- Document:
....

What exactly do you get when you engage a fee-only financial planner?

This question seems so obvious that it is rarely asked, yet its answer is important.
Fee-only planners, much like attorneys and physicians, are compensated for their knowledge and their services. They do not receive commissions by selling products such as insurance or investments.

For many planners, the decision to be compensated only by fees is based more on ideology and career satisfaction than on profitability. They believe they can do the best planning in a client-advisor relationship rather than in a salesperson-customer relationship.

A real financial planner-as opposed to an investment advisor or financial product salesperson-takes a very broad view with clients, helping them orchestrate everything about their financial lives. This includes such areas as:
• Budgeting and cash flow
• Unbiased insurance advice
• Investments
• Planning for both financial and non-financial aspects of retirement
• Tax planning
• Estate planning in both financial and non-financial areas
• Making educational and career choices and setting life goals
• Using one’s resources to build a satisfying and fulfilling life

Advisors who receive commissions typically view the scope of the engagement very narrowly, with the focus usually on investments. Commission planning is less work and more profitable than fee-only planning.

Today, an increasing number of consumers are seeking out the services of fee-only planners. The benefit of being a client rather than a customer is the main reason. A fee-only planner owes you, the client, a legal obligation to be your advocate, to disclose all conflicts of interest, and to work in your best interests. A seller of financial products owes you, the customer, nothing but to treat you fairly.

Just to add confusion, some planners are “fee-based,” which means they are compensated in part by fees and in part by commissions. These planners are registered with both the SEC (Securities and Exchange Commission) and FINRA (The Financial Industry Regulatory Authority). They have a fiduciary duty to you as a client when they are doing planning for you, but not when you are a customer and they are selling you a product. If the planning is only tangential to the product, then they have no fiduciary relation with you.

Fee-only planners tend to cost less and deliver more. One of the most obvious cost savings is because fees are typically less than commissions. Also, fees can be tax deductible where commissions are not. Fee-only clients also receive comprehensive financial advice, where the customers of a commission salesperson typically receive only investment advice.

....

- Task set:
A: In the article on fee-only planners, which two bodies are fee-based planners registered with?
B: Write out everything in the article on fee-only planners from "Fee-only planners tend" down to "only investment advice.".
Rely only on the article on fee-only planners.

- Dataset entries:
....

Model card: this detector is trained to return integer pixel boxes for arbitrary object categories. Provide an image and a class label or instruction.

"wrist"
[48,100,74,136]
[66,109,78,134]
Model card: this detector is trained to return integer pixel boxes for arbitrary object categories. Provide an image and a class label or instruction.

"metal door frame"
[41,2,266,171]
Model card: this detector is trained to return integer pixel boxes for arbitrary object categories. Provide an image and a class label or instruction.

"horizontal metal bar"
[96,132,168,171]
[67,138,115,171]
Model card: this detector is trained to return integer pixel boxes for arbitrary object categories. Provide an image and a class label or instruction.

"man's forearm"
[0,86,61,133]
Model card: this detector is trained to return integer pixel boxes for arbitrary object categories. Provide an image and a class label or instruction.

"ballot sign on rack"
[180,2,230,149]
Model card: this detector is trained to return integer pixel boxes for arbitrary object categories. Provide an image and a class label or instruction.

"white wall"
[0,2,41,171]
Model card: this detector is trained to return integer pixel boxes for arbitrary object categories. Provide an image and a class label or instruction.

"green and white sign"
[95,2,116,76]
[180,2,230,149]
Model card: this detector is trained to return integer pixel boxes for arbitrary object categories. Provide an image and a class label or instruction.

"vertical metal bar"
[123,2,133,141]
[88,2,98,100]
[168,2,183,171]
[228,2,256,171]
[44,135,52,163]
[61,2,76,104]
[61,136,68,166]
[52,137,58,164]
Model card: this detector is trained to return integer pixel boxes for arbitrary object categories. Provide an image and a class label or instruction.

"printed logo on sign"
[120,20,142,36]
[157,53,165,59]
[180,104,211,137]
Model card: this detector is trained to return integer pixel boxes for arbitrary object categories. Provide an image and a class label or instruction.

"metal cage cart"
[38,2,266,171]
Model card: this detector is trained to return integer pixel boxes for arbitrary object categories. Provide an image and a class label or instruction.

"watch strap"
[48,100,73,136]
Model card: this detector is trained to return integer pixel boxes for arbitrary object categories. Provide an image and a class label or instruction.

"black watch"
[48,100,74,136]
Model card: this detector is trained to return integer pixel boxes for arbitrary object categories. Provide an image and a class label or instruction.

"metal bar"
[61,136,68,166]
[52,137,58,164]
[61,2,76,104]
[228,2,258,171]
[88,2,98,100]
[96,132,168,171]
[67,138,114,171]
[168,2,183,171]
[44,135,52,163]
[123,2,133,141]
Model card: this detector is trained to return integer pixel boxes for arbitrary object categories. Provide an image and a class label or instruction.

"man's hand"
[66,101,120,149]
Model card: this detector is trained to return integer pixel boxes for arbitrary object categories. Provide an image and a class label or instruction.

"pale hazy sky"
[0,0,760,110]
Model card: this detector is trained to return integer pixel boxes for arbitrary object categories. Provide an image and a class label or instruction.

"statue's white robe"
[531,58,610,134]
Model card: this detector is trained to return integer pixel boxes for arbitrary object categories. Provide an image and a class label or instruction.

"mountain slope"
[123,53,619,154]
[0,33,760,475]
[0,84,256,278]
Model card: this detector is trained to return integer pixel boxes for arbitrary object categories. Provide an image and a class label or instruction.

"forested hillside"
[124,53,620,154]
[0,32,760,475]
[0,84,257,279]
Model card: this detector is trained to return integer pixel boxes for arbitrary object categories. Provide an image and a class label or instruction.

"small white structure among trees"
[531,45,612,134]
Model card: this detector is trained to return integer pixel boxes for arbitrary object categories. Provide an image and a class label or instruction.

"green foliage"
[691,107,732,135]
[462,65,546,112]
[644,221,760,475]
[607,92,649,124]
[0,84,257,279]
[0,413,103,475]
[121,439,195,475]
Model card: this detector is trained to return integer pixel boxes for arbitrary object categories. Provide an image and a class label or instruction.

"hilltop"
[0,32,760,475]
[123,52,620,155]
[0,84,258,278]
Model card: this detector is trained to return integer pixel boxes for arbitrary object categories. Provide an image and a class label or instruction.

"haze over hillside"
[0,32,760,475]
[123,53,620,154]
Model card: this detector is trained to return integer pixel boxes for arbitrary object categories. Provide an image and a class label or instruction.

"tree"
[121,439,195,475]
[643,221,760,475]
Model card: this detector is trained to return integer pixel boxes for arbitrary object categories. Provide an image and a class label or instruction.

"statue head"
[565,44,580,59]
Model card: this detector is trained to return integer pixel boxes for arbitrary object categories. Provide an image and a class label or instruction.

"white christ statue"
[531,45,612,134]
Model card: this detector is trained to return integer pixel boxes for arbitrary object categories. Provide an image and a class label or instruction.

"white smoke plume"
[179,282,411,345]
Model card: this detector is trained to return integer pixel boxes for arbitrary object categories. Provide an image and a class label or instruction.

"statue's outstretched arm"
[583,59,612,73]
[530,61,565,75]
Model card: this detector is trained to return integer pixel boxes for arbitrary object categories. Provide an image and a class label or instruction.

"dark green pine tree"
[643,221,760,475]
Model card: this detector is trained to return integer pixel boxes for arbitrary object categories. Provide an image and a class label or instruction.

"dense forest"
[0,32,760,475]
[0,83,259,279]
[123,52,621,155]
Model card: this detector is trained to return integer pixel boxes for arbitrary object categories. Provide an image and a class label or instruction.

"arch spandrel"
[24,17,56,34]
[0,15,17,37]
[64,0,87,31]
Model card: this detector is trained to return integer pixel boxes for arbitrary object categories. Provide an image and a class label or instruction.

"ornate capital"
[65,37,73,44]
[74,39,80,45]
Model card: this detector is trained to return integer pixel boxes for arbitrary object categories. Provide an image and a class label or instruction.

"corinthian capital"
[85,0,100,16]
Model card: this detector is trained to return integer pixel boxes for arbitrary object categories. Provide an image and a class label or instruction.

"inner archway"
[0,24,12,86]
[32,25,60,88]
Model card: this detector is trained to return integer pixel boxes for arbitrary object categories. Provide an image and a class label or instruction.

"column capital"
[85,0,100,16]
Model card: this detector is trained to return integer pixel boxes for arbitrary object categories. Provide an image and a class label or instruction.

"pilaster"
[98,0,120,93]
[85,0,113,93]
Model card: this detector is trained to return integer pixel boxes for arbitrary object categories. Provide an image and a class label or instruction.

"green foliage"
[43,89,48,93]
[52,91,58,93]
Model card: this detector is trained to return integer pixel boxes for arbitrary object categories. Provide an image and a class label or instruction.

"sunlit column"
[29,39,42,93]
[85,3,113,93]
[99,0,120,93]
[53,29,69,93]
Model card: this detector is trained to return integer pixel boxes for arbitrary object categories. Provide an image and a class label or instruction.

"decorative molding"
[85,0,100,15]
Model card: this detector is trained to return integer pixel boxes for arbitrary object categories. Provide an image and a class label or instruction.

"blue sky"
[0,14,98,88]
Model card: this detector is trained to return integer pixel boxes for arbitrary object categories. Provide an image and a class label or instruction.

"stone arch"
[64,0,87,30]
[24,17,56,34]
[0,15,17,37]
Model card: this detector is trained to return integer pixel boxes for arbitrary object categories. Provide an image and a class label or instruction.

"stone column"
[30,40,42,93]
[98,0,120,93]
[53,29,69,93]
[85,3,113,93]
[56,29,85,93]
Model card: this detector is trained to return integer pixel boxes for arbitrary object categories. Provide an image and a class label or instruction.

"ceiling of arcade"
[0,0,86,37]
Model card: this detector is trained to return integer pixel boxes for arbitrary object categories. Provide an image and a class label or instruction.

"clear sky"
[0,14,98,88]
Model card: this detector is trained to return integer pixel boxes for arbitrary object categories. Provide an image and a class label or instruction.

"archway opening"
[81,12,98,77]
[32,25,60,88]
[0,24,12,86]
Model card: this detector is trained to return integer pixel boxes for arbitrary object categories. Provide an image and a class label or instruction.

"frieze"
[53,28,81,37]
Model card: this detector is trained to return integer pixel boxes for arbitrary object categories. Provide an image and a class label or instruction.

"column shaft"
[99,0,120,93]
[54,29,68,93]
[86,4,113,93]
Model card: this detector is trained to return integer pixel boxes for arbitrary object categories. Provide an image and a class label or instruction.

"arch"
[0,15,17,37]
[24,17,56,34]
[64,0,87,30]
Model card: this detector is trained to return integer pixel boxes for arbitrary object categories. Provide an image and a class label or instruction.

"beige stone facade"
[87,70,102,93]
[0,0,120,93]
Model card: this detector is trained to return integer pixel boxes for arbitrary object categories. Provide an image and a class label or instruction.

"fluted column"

....

- Solutions to the tasks:
A: The SEC (Securities and Exchange Commission) and FINRA (The Financial Industry Regulatory Authority).

B:
Fee-only planners tend to cost less and deliver more. One of the most obvious cost savings is because fees are typically less than commissions. Also, fees can be tax deductible where commissions are not. Fee-only clients also receive comprehensive financial advice, where the customers of a commission salesperson typically receive only investment advice.